De man heeft op 15 oktober 2007 een verweerschrift in het incidenteel hoger beroep van de vrouw ingediend.
1.3.
De zaak is op 23 januari 2008 nader ter terechtzitting behandeld, alwaar zijn verschenen.:
- -
de man, bijgestaan door mr. A.K. Oostlander-Vos, advocaat te Haarlem,
- -
de vrouw, bijgestaan door mr. A. Khan, advocaat te Hoofddorp.
1.4.
Van het verhandelde ter terechtzitting van 23 januari 2008 is een verkort proces-verbaal opgemaakt.
1.5.
Mr. Oostlander-Vos heeft het hof bij faxbrief van 11 juli 2008 mede namens mr. A. Khan verzocht een beschikking te geven.
2. De feiten
2.1.
Partijen zijn op […] een geregistreerd partnerschap aangegaan. Hun geregistreerd partnerschap is op 7 juni 2007 ontbonden door inschrijving van de beschikking van 1 mei 2007 van de rechtbank te Haarlem in de registers van de burgerlijke stand.
3. Het geschil in hoger beroep
3.1.
Bij de bestreden beschikking is voor zover in dit hoger beroep van belang overwogen dat de rechtbank als peildatum voor de omvang van de gemeenschap 1 juli 2005 zal hanteren en voor de waardering van de gemeenschap de datum van
- 1.
april 2007.
3.2.
De man verzoekt in principaal hoger beroep, met vernietiging van de bestreden beschikking in zoverre, te bepalen dat
- 7.
juni 2007 heeft te gelden als peildatum voor de omvang van de gemeenschap en dat de waarde van de gemeenschap dient te worden bepaald op een moment dat het dichtst bij de daadwerkelijke verdeling ervan ligt.
3.3.
De vrouw verzoekt in principaal hoger beroep het verzoek van de man af te wijzen en in incidenteel hoger beroep, met vernietiging van de bestreden beschikking in zoverre, te bepalen dat 1 juli 2005 tevens heeft te gelden als peildatum voor de bepaling van de waarde van de gemeenschap.
3.4.
In incidenteel hoger beroep verzoekt de man het verzoek van de vrouw in incidenteel hoger beroep af te wijzen.
4. Beoordeling van het hoger beroep
4.1.
De rechtbank heeft in de bestreden beslissing de behandeling met betrekking tot de verdeling van de gemeenschap aangehouden en partijen verzocht indien zij geen volledige overeenstemming hebben bereikt over de verdeling en zij een beslissing van de rechtbank verlangen navolgende bescheiden over te leggen:
- -
een – naar inzicht van de betreffende partij compleet – overzicht van de samenstelling van de boedel op de voor de omvang van de boedel te hanteren peildatum te weten 1 juli 2005 en de waarde van de verschillende boedelbestanddelen op de voor de waardering van de boedel te hanteren peildatum, te weten 1 april 2007;
- -
bewijsstukken ter staving van de waarde van die boedelbestanddelen per te hanteren peildatum;
- -
indien verschil van mening bestaat over de waarde, de wijze waarop de waarde moet worden vastgesteld, vergezeld van een voorstel met betrekking tot eventueel te benoemen taxateur(s);
- -
een voorstel tot verdeling.

RIJEN:
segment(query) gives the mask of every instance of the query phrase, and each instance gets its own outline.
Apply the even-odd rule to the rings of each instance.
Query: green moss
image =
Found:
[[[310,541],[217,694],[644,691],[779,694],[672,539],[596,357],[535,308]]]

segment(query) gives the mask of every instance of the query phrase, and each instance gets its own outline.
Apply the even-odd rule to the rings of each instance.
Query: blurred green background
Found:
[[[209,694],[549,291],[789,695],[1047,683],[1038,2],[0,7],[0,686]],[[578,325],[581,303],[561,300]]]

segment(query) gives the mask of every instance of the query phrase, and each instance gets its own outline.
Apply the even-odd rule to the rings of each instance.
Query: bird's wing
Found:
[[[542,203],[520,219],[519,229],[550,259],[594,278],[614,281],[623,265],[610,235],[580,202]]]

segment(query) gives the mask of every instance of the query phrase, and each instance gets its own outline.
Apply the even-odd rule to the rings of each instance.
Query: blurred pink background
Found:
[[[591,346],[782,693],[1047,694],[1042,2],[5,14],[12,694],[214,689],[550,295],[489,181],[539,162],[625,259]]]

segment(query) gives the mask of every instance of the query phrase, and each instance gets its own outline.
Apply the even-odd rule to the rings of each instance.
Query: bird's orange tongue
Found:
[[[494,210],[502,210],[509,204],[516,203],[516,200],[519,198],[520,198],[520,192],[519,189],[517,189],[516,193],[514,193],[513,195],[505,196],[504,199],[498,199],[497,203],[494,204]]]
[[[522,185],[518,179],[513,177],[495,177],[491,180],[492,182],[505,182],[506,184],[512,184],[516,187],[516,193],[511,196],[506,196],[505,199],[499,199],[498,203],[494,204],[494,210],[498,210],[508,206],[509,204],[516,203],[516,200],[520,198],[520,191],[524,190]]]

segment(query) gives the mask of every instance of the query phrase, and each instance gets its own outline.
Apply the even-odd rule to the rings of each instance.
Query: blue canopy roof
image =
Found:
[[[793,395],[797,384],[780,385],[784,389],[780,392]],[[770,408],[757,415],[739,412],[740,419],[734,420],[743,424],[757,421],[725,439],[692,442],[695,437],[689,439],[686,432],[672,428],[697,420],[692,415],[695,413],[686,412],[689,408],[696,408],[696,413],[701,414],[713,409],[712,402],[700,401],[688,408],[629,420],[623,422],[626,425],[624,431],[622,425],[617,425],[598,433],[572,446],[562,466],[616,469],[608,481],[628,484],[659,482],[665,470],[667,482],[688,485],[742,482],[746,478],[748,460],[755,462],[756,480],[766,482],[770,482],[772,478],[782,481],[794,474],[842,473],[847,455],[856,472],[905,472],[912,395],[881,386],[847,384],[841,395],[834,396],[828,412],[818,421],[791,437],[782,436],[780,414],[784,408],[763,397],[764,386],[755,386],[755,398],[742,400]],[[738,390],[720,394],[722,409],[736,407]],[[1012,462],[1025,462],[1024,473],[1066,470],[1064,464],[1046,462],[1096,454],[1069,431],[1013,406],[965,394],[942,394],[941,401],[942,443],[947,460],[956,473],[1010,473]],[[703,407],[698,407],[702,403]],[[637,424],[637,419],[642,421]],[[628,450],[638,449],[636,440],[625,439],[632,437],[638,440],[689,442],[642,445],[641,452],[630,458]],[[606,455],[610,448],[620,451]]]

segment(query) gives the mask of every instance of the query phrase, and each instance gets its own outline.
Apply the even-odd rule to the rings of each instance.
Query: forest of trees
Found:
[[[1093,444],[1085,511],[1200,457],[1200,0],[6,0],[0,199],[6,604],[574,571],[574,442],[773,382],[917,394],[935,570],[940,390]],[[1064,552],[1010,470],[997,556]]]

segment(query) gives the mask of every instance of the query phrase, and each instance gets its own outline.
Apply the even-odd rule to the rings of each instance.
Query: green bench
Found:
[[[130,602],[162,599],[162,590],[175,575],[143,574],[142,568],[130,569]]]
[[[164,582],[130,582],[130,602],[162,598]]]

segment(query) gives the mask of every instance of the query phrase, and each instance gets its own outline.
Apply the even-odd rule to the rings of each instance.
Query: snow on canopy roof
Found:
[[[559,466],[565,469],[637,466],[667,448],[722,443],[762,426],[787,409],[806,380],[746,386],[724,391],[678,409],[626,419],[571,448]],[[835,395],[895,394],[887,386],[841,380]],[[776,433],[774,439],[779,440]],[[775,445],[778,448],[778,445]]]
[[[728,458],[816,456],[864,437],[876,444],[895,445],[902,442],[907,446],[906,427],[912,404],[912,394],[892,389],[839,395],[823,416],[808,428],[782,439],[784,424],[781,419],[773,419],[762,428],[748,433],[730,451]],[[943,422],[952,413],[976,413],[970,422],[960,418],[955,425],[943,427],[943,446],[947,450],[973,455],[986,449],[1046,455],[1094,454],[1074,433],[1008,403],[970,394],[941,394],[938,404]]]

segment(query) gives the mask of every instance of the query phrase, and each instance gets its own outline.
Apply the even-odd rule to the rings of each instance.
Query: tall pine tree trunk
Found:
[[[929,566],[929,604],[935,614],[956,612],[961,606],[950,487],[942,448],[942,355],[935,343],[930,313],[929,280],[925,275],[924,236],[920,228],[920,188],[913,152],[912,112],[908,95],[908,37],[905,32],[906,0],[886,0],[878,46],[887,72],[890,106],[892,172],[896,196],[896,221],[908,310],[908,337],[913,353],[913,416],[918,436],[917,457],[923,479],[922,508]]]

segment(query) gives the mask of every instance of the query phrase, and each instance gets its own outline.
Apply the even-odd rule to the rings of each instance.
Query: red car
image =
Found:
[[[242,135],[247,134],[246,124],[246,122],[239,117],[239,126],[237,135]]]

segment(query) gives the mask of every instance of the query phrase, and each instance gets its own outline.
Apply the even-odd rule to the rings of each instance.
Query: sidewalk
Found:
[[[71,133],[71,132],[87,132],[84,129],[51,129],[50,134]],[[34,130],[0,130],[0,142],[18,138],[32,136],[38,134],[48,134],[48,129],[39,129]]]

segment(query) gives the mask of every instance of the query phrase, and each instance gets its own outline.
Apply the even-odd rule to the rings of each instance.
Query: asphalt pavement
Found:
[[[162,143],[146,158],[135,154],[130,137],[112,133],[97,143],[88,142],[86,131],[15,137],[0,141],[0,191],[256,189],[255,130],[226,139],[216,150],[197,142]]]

JOUW OPDRACHT: Schrijf het stuk van het document van "Partijen zijn op" tot en met "april 2007." opnieuw uit en vervang daarin "geregistreerd partnerschap" overal door "huwelijk".

EINDRESULTAAT:
Partijen zijn op […] een huwelijk aangegaan. Hun huwelijk is op 7 juni 2007 ontbonden door inschrijving van de beschikking van 1 mei 2007 van de rechtbank te Haarlem in de registers van de burgerlijke stand.
3. Het geschil in hoger beroep
3.1.
Bij de bestreden beschikking is voor zover in dit hoger beroep van belang overwogen dat de rechtbank als peildatum voor de omvang van de gemeenschap 1 juli 2005 zal hanteren en voor de waardering van de gemeenschap de datum van
- 1.
april 2007.